» **EXERCISE TASK**:
Update the data below by changing every "even-odd rule" to "nonzero winding rule", keeping all other text the same.

» **ENTRIES SUPPLIED**:
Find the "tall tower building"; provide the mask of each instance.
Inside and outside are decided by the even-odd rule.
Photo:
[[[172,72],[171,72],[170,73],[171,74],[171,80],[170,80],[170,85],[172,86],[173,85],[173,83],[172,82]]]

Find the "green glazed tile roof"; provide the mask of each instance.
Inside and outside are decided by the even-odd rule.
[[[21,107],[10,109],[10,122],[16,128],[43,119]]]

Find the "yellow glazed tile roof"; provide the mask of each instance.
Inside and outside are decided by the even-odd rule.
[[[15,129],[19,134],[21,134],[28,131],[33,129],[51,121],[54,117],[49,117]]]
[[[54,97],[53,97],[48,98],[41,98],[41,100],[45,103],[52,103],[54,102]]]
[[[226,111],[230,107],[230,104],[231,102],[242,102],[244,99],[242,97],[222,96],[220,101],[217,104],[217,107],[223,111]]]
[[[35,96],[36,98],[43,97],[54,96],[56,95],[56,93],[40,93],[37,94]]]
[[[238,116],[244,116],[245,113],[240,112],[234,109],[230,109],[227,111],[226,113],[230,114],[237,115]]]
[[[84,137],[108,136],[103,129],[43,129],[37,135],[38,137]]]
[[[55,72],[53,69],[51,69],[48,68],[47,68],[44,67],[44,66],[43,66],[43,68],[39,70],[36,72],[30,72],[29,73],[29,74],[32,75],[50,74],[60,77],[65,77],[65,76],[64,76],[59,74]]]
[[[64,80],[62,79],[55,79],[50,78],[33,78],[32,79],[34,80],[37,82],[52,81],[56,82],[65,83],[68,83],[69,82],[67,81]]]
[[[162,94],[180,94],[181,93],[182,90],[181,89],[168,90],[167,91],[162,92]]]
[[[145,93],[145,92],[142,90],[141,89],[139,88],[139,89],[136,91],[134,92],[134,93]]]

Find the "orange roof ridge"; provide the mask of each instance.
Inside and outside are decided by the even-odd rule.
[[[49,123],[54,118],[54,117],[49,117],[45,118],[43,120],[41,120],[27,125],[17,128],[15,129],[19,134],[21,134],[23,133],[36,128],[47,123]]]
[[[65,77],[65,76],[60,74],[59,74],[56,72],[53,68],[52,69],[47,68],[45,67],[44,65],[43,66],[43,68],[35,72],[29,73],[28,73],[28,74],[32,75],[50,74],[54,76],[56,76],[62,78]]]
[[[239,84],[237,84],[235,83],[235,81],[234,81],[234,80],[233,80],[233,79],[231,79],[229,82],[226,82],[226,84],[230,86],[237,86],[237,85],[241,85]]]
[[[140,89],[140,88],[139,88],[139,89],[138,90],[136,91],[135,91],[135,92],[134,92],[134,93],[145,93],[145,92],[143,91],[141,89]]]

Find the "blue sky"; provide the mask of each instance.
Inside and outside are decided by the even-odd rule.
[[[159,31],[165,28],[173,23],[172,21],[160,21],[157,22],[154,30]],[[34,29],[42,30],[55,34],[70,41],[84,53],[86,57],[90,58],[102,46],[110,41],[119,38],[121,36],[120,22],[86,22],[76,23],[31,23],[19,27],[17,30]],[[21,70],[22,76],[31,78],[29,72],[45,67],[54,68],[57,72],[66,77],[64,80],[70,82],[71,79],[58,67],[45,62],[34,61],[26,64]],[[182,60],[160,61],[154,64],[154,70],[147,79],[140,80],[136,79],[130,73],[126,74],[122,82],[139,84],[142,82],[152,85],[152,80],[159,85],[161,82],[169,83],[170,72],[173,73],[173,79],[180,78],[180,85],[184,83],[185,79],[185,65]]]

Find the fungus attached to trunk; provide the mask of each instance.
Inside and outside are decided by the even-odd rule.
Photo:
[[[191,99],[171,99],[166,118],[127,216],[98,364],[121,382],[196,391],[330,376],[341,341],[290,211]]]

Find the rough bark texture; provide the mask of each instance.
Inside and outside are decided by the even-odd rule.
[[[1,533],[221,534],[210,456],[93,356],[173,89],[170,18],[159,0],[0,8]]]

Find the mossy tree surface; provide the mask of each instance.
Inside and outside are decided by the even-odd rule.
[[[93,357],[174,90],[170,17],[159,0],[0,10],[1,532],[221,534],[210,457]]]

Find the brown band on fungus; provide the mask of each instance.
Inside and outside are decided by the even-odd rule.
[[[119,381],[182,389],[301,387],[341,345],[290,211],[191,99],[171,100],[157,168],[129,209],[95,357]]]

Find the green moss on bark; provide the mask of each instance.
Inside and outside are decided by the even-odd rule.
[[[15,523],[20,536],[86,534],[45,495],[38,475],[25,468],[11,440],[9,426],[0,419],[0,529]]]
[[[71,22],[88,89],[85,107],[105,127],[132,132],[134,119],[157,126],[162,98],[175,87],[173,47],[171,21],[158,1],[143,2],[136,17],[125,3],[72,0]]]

» **OUTPUT OF THE TASK**:
Find the "tall tower building"; provide the mask of each instance.
Inside and outside are decided by the nonzero winding rule.
Photo:
[[[172,72],[171,72],[170,73],[171,74],[171,80],[170,80],[170,85],[172,86],[173,85],[173,83],[172,82]]]

Find the "green glazed tile roof"; provide the mask of each instance.
Inside and outside are decided by the nonzero winding rule.
[[[21,107],[10,109],[10,122],[16,128],[43,119]]]

Find the "yellow glazed tile roof"; provide the mask of each instance.
Inside and outside are decided by the nonzero winding rule.
[[[15,129],[19,134],[21,134],[28,131],[33,129],[51,121],[54,117],[49,117]]]
[[[54,97],[53,97],[48,98],[41,98],[41,100],[45,103],[52,103],[54,102]]]
[[[226,111],[230,107],[230,104],[231,102],[242,102],[244,99],[242,97],[222,96],[220,101],[217,104],[217,107],[223,111]]]
[[[35,96],[36,98],[43,97],[54,96],[56,95],[56,93],[40,93],[37,94]]]
[[[238,116],[244,116],[245,113],[240,112],[234,109],[230,109],[227,111],[226,113],[230,114],[237,115]]]
[[[84,137],[108,136],[103,129],[43,129],[37,135],[38,137]]]
[[[55,72],[53,69],[51,69],[48,68],[47,68],[44,67],[44,66],[43,66],[43,68],[39,70],[36,72],[30,72],[29,73],[29,74],[32,75],[50,74],[60,77],[65,77],[65,76],[64,76],[59,74]]]
[[[64,80],[62,79],[55,79],[50,78],[33,78],[32,79],[34,80],[37,82],[52,81],[56,82],[65,83],[68,83],[69,82],[67,81]]]
[[[162,94],[180,94],[181,93],[182,90],[181,89],[168,90],[167,91],[162,92]]]
[[[145,93],[145,92],[142,90],[141,89],[139,88],[139,89],[136,91],[134,92],[134,93]]]

Find the "orange roof ridge"; provide the mask of each instance.
Inside and outside are decided by the nonzero winding rule.
[[[49,123],[54,118],[54,117],[49,117],[45,118],[43,120],[41,120],[27,125],[17,128],[15,129],[19,134],[21,134],[23,133],[36,128],[47,123]]]
[[[65,77],[65,76],[60,74],[59,74],[56,72],[53,68],[52,69],[47,68],[45,67],[44,65],[43,66],[43,68],[35,72],[29,73],[28,73],[28,74],[32,75],[50,74],[54,76],[56,76],[62,78]]]
[[[239,84],[237,84],[235,83],[235,81],[234,81],[234,80],[233,80],[233,79],[231,79],[229,82],[226,82],[226,84],[230,86],[237,86],[237,85],[241,85]]]
[[[140,89],[140,88],[139,88],[139,89],[138,90],[136,91],[135,91],[135,92],[134,92],[134,93],[145,93],[145,92],[143,91],[141,89]]]

Find the "blue sky"; provide the mask of each instance.
Inside and outside are decided by the nonzero winding rule.
[[[159,31],[165,28],[173,23],[172,21],[160,21],[157,22],[154,30]],[[34,29],[42,30],[55,34],[70,41],[84,53],[86,57],[90,58],[102,46],[110,41],[119,38],[121,36],[120,22],[86,22],[76,23],[31,23],[19,27],[17,30]],[[21,70],[22,76],[31,78],[29,72],[45,67],[54,68],[57,72],[66,77],[64,80],[70,82],[71,79],[58,67],[45,62],[34,61],[26,64]],[[182,60],[160,61],[154,64],[154,70],[147,79],[140,80],[136,79],[130,73],[126,74],[122,82],[139,84],[142,82],[152,85],[152,80],[159,85],[161,82],[169,83],[170,72],[173,73],[173,79],[180,78],[180,85],[184,83],[185,79],[185,65]]]

Find the fungus attached to trunk; provide the mask of each instance.
Inside and outside are decided by the nonzero winding rule.
Photo:
[[[191,99],[171,99],[166,118],[127,216],[98,364],[121,382],[196,391],[330,376],[341,341],[290,211]]]

Find the rough bark texture; provide the mask of each instance.
Inside and outside are decided by the nonzero winding rule.
[[[1,533],[221,534],[210,456],[93,356],[173,89],[170,18],[159,0],[0,8]]]

Find the mossy tree surface; provide the mask of each instance.
Inside and outside are decided by the nonzero winding rule.
[[[93,357],[174,90],[170,17],[159,0],[0,10],[1,532],[221,534],[210,457]]]

Find the brown band on fungus; provide the mask of each instance.
Inside and outside are decided by the nonzero winding rule.
[[[119,381],[182,389],[301,387],[341,345],[290,211],[191,99],[171,100],[157,168],[129,209],[95,357]]]

Find the green moss on bark; provide the mask of each instance.
Inside and outside are decided by the nonzero winding rule.
[[[15,523],[20,536],[86,534],[45,495],[38,475],[25,468],[11,440],[9,426],[0,419],[0,529]]]
[[[71,22],[88,89],[85,107],[105,127],[132,132],[134,119],[157,126],[162,98],[175,87],[173,47],[171,21],[158,1],[143,2],[136,17],[125,3],[72,0]]]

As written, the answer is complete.